TAREFAS A REALIZAR:
A. Segundo a entrevista sobre mobilidade e racismo, em que ano foi criado o laboratório do qual Anna Canavarro Benites é uma das fundadoras?
B. Prossiga a entrevista sobre mobilidade e racismo após a última frase apresentada.

TRECHO DO TEXTO:
▶

Ciência não pode ser coisa só de homem ou só de gente branca. Quem defende a ideia é Anna Canavarro Benites, professora do Instituto de Química da Universidade Federal de Goiás.
A forma como a mobilidade dificulta e molda o acesso dos negros à academia, a maneira como a universidade recebe este público e o impacto destas dinâmicas na vidas de pretos e pardos foram alguns dos temas abordados por Anna na entrevista para a série A Cor da Mobilidade. A professora também falou do lugar do negro nas grandes cidades brasileiras e dos apagamentos físicos e simbólicos aos quais este segmento é submetido. “A ausência destes dados raciais de mobilidade reflete metrópoles que não são para todos”, afirmou a acadêmica.
Qual é sua formação e como ela se relaciona com a questão do racismo?
Sou uma das fundadoras do Laboratório de Pesquisas em Educação Química e Inclusão LPEQI do Instituto de Química da Universidade de Goiás, criado em 2006. Temos mais de 100 integrantes nos LPEQI hoje e uma de nossas principais preocupações é com a descolonização dos currículos. Queremos uma ciência que seja contra hegemônica. Ciência não pode ser coisa só de homem ou só de gente branca.
Como estes princípios se relacionam com a questão da mobilidade?
Os corpos negros dentro da academia têm uma mobilidade restrita e tentamos lutar contra isso. Negros/as e pobres geralmente ocupam lugares subalternos na nossa sociedade racista e colonizante que têm menos tempo para estudar e é mais difícil integrá-lxs a grupos de pesquisa. Por outro lado, esta mesma população tem sido objeto de estudo da academia. Para mudar este quadro, precisamos alcançar as escolas públicas, que são mais claras no centro e mais escuras na periferia. Levar uma investigação de cunho social a elas ainda é um desafio. O recorte racial é obstáculo ao projeto de nação seguido por outros marcadores interseccionais. A universidade precisa conversar com os anseios da sociedade e a falta de mobilidade é uma interdição a esse diálogo. A mobilidade é fator que impede o acesso, limita a circulação social e faz com que percamos na nossa locomoção tempo que poderia ser gasto em estudo. Em muitos casos, os alunos trocam a possibilidade de estudar em universidades públicas distantes de suas casas pela opção de frequentar uma instituição particular só pela maior flexibilidade que esta alternativa oferece. Em resumo, o racismo tem impacto em nossas escolhas e o corpo negro é limitado por ele.
Essa dinâmica é um reflexo da relação entre mobilidade e racismo estrutural?

◀

TRECHO DA LISTAGEM:
▶

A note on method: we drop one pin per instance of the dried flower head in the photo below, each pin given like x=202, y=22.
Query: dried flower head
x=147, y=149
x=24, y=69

◀

RESPOSTAS POR TAREFA:
A. Em 2006.

B.
Sim. A mobilidade limitada é um dos fatores que influencia na escolha dos cursos. Há outros. Muitos estudantes de escolas públicas ainda pensam que a universidade pública é paga, por exemplo. Nos cursos de ciência e tecnologia, essenciais no planejamento do futuro, há menos negros/as do que nas carreiras ligadas às ciências humanas. Minha impressão é de que 30% dos pretos e pardos optam pela área de ciências tecnológicas, enquanto os 70% restantes escolhem formações vinculadas à parte de saúde e cuidados. Acredito que esta diferença e especialmente este vínculo do negro/a com o lugar do cuidado sejam reflexos diretos do racismo estrutural. Além disso, parece ser mais fácil conseguir trabalho com formação em áreas como educação, enfermagem e serviço social uma vez que o crescimento populacional é exponencial. Porém, isso tem uma consequência na distribuição da renda, já que estes são setores que pagam menos. Curiosamente, estes cursos não sofrem com casos de fraude na reserva de vagas – cotas. Ainda há as pessoas que dizem “estudar não é para mim” e outras coisas do tipo. Isso acontece porque a gente não tem exemplo, representatividade. Na periferia, muitas vezes as pessoas não conhecem ninguém na família ou na vizinhança que trabalhe como médico ou advogado. Os editais públicos, por sua vez, como Enem ou similares têm uma linguagem própria, que dificulta o acesso também. Às vezes, não se tem ninguém próximo capaz de entender o que está sendo dito ali em linguagem tão específica. Tudo isso limita nosso acesso às discussões.
Como a ausência de negros nestas áreas impacta a questão do planejamento?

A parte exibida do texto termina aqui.